* [RECORDED DATA]
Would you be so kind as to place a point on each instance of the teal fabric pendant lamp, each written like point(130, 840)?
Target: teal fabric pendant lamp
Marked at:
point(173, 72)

==

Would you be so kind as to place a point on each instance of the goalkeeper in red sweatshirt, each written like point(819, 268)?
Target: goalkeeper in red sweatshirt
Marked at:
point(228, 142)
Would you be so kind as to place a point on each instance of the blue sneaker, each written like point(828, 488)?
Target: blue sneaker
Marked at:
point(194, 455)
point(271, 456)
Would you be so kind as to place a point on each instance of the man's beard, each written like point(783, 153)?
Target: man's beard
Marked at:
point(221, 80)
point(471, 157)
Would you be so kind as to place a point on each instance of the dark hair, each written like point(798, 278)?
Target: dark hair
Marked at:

* [TASK TO COMPLETE]
Rewrite the records in the part that opens with the line containing "like point(130, 840)?" and closes with the line containing "point(173, 72)", both lines included, as a two-column CSV with the headers text and answer. Give one row per record, with each value in a single quoted field and its line breaks replaced by spaces.

* [TASK SOLUTION]
text,answer
"Would you be so kind as to place a point on each instance of the teal fabric pendant lamp, each written like point(130, 840)? Target: teal fabric pendant lamp Marked at:","point(173, 72)"